§ GOAL OF THE EXERCISE
Retype the data that follows line by line, exactly, and leave its pictures out.

## BEGIN DATA FOR THIS TASK

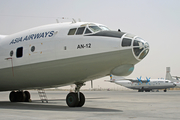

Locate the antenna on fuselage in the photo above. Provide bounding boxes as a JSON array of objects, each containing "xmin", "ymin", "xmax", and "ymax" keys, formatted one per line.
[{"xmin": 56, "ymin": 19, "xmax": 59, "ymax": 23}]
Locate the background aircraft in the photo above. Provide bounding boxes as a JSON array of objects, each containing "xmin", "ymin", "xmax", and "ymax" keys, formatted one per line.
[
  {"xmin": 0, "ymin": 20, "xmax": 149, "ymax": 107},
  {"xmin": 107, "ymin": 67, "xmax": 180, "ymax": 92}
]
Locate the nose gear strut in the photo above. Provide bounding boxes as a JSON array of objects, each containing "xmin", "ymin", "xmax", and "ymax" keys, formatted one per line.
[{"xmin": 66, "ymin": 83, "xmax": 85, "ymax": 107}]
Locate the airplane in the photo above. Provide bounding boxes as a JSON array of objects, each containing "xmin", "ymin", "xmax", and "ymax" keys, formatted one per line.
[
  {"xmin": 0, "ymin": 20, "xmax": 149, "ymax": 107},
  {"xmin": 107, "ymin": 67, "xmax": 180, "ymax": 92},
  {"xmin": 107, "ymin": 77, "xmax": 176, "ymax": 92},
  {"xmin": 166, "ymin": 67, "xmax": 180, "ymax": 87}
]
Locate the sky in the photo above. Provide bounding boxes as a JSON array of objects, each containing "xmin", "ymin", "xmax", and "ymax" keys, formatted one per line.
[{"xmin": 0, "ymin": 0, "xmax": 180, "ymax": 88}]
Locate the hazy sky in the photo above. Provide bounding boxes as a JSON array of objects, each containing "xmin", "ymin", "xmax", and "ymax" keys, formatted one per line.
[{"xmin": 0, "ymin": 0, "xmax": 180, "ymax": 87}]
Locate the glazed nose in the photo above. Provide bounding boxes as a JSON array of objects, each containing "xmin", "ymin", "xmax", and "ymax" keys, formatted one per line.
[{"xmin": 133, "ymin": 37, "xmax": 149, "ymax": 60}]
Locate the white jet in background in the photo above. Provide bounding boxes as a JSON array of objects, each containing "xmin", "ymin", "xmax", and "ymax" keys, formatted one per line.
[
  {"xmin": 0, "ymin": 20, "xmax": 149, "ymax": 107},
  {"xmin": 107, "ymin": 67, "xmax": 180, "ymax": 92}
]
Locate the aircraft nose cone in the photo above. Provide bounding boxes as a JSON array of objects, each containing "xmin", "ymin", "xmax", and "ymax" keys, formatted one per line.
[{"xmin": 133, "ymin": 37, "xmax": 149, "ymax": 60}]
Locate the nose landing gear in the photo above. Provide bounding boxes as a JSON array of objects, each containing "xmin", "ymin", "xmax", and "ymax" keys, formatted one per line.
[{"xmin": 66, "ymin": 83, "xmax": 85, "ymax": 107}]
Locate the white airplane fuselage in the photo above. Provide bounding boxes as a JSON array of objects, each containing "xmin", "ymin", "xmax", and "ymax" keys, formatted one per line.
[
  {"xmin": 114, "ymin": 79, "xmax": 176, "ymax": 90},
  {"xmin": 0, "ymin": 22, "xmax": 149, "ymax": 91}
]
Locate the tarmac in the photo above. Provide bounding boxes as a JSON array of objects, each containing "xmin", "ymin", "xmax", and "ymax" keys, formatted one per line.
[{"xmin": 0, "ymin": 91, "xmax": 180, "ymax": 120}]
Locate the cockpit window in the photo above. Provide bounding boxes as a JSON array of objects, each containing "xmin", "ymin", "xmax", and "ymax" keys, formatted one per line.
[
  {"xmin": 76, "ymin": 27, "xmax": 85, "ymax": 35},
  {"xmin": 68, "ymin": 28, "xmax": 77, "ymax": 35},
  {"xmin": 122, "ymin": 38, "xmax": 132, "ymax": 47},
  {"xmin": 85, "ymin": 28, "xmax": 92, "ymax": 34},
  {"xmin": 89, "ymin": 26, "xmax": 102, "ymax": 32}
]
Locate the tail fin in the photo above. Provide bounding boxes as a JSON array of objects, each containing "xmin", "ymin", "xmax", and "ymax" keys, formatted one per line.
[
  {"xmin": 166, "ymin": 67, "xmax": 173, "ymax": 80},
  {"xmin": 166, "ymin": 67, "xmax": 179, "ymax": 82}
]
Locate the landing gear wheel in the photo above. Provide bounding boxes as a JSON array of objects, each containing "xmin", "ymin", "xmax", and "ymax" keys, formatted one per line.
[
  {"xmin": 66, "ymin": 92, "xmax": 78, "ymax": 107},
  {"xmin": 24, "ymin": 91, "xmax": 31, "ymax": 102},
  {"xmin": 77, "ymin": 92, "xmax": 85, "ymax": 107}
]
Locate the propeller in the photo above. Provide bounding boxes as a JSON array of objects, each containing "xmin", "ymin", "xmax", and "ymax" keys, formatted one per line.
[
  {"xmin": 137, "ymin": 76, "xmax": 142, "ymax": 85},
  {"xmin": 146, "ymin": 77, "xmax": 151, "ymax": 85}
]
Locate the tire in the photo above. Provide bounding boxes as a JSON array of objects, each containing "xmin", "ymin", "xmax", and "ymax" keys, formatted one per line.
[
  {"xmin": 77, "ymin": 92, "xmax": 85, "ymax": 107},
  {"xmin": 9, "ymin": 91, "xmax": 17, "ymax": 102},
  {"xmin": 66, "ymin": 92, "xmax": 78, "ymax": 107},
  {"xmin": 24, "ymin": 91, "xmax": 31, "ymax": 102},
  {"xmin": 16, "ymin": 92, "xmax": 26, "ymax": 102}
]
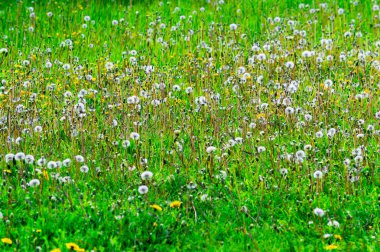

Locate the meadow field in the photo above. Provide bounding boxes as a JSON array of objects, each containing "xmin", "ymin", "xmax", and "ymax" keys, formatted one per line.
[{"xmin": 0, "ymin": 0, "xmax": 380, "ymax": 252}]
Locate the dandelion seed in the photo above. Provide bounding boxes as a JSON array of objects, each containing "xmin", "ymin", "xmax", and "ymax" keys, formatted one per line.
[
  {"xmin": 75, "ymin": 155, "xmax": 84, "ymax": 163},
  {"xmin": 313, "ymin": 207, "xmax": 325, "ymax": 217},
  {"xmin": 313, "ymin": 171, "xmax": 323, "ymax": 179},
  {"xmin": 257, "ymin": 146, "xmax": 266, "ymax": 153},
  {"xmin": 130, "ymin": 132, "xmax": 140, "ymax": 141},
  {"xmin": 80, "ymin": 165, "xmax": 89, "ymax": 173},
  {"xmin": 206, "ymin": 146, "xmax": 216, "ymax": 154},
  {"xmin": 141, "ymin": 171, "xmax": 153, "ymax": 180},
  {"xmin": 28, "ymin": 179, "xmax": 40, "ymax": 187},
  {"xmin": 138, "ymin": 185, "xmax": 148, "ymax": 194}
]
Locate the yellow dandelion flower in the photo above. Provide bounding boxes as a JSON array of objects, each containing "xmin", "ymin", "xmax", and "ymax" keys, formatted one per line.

## END DATA FOR THIS TASK

§ THE OUTPUT
Locate the antenna on fuselage in the photo above. Provide bounding boxes as a JSON array of objects, each containing "xmin", "ymin", "xmax", and "ymax" keys, formatted one per line.
[{"xmin": 56, "ymin": 19, "xmax": 59, "ymax": 23}]
Locate the background aircraft in the photo above. Provide bounding boxes as a JSON array of objects, each containing "xmin", "ymin", "xmax", and "ymax" keys, formatted one per line.
[
  {"xmin": 0, "ymin": 20, "xmax": 149, "ymax": 107},
  {"xmin": 107, "ymin": 67, "xmax": 180, "ymax": 92}
]
Locate the nose gear strut in the photo above. Provide bounding boxes as a JSON array of objects, each containing "xmin", "ymin", "xmax", and "ymax" keys, formatted one per line.
[{"xmin": 66, "ymin": 83, "xmax": 85, "ymax": 107}]
Locate the airplane in the photo above. Provide bounding boxes as a JSON array of objects, each containing "xmin", "ymin", "xmax", and "ymax" keys, formatted one per line.
[
  {"xmin": 0, "ymin": 20, "xmax": 149, "ymax": 107},
  {"xmin": 107, "ymin": 67, "xmax": 180, "ymax": 92},
  {"xmin": 107, "ymin": 77, "xmax": 176, "ymax": 92},
  {"xmin": 166, "ymin": 67, "xmax": 180, "ymax": 87}
]
Locate the sky in the photo above. Provide bounding boxes as a JSON array of objects, each containing "xmin", "ymin", "xmax", and "ymax" keys, formatted one per line.
[{"xmin": 0, "ymin": 0, "xmax": 180, "ymax": 88}]
Locate the hazy sky in the photo above. Provide bounding boxes as a JSON array of objects, each containing "xmin", "ymin", "xmax", and "ymax" keys, formatted one per line.
[{"xmin": 0, "ymin": 0, "xmax": 180, "ymax": 87}]
Locate the glazed nose in the photo above. Provide bounding boxes as a JSON array of objects, each containing "xmin", "ymin", "xmax", and "ymax" keys, formatted one per line.
[{"xmin": 133, "ymin": 37, "xmax": 149, "ymax": 60}]
Locate the white jet in background in the photo above. Provide bounding boxes as a JSON array of objects, each containing "xmin", "ymin", "xmax", and "ymax" keys, formatted one per line.
[
  {"xmin": 0, "ymin": 20, "xmax": 149, "ymax": 107},
  {"xmin": 107, "ymin": 67, "xmax": 180, "ymax": 92}
]
Locate the aircraft nose cone in the photo above. Provide bounding boxes as a JSON array of objects, each containing "xmin", "ymin", "xmax", and "ymax" keys, formatted one per line.
[{"xmin": 133, "ymin": 37, "xmax": 149, "ymax": 60}]
Locate the nose landing gear in the photo above. Provide bounding boxes as a JSON array of objects, each containing "xmin", "ymin", "xmax", and "ymax" keys, formatted one per line.
[{"xmin": 66, "ymin": 83, "xmax": 85, "ymax": 107}]
Locate the white airplane fuselage in the photo above. Provide bounding boxes as a JSON array of objects, each containing "xmin", "ymin", "xmax", and "ymax" keys, formatted one per line.
[
  {"xmin": 114, "ymin": 79, "xmax": 176, "ymax": 90},
  {"xmin": 0, "ymin": 22, "xmax": 149, "ymax": 91}
]
Locate the tarmac in the photo above. Provide bounding boxes as a JSON array of objects, each containing "xmin", "ymin", "xmax", and "ymax" keys, formatted one per line.
[{"xmin": 0, "ymin": 91, "xmax": 180, "ymax": 120}]
Locate the cockpit window in the photo above. Provide bounding boxes as a JSON array of objects, each containing "xmin", "ymin", "xmax", and "ymax" keys, formatted one per line.
[
  {"xmin": 76, "ymin": 27, "xmax": 85, "ymax": 35},
  {"xmin": 68, "ymin": 28, "xmax": 77, "ymax": 35},
  {"xmin": 122, "ymin": 38, "xmax": 132, "ymax": 47},
  {"xmin": 85, "ymin": 28, "xmax": 92, "ymax": 34},
  {"xmin": 89, "ymin": 26, "xmax": 102, "ymax": 32}
]
Locate the tail fin in the photo above. Provide bounding boxes as a JSON array of objects, each containing "xmin", "ymin", "xmax", and "ymax" keys, formatted one per line.
[
  {"xmin": 166, "ymin": 67, "xmax": 173, "ymax": 80},
  {"xmin": 166, "ymin": 67, "xmax": 179, "ymax": 82}
]
Locate the landing gear wheel in the photo above. Provide bounding boxes as a JSON array of objects, each containing "xmin", "ymin", "xmax", and "ymax" keys, formatted one per line.
[
  {"xmin": 66, "ymin": 92, "xmax": 78, "ymax": 107},
  {"xmin": 24, "ymin": 91, "xmax": 31, "ymax": 102},
  {"xmin": 77, "ymin": 92, "xmax": 85, "ymax": 107}
]
Locate the propeller in the photo above. Provide bounding boxes as a JSON array of objects, each containing "xmin", "ymin", "xmax", and "ymax" keys, formatted one per line.
[
  {"xmin": 137, "ymin": 76, "xmax": 142, "ymax": 85},
  {"xmin": 146, "ymin": 77, "xmax": 151, "ymax": 85}
]
Locate the tire in the photo above. Provide bounding boxes as a JSON array of objects, each containing "xmin", "ymin", "xmax", and "ymax" keys, formatted one per line.
[
  {"xmin": 77, "ymin": 92, "xmax": 85, "ymax": 107},
  {"xmin": 9, "ymin": 91, "xmax": 17, "ymax": 102},
  {"xmin": 66, "ymin": 92, "xmax": 78, "ymax": 107},
  {"xmin": 24, "ymin": 91, "xmax": 31, "ymax": 102},
  {"xmin": 16, "ymin": 92, "xmax": 26, "ymax": 102}
]

Locate the meadow field in the photo above. Provide bounding boxes as a JSON array of objects, each containing "xmin", "ymin", "xmax", and "ymax" keys, formatted one per line.
[{"xmin": 0, "ymin": 0, "xmax": 380, "ymax": 252}]
Locate the dandelion seed in the photo above. Provide bounding boxes as a JSON array of objects, each containing "xmin", "ymin", "xmax", and "ymax" keys, formatted one per line.
[
  {"xmin": 75, "ymin": 155, "xmax": 84, "ymax": 163},
  {"xmin": 313, "ymin": 207, "xmax": 325, "ymax": 217},
  {"xmin": 313, "ymin": 171, "xmax": 323, "ymax": 179},
  {"xmin": 257, "ymin": 146, "xmax": 266, "ymax": 153},
  {"xmin": 130, "ymin": 132, "xmax": 140, "ymax": 141},
  {"xmin": 80, "ymin": 165, "xmax": 89, "ymax": 173},
  {"xmin": 206, "ymin": 146, "xmax": 216, "ymax": 154},
  {"xmin": 141, "ymin": 171, "xmax": 153, "ymax": 180},
  {"xmin": 28, "ymin": 179, "xmax": 40, "ymax": 187},
  {"xmin": 138, "ymin": 185, "xmax": 148, "ymax": 194}
]
Locate the yellow dandelion flower in the photo above. Provide bounding boxes as a JSON array of objects, each containing "xmin", "ymin", "xmax", and "ymax" keys, formatted one per line.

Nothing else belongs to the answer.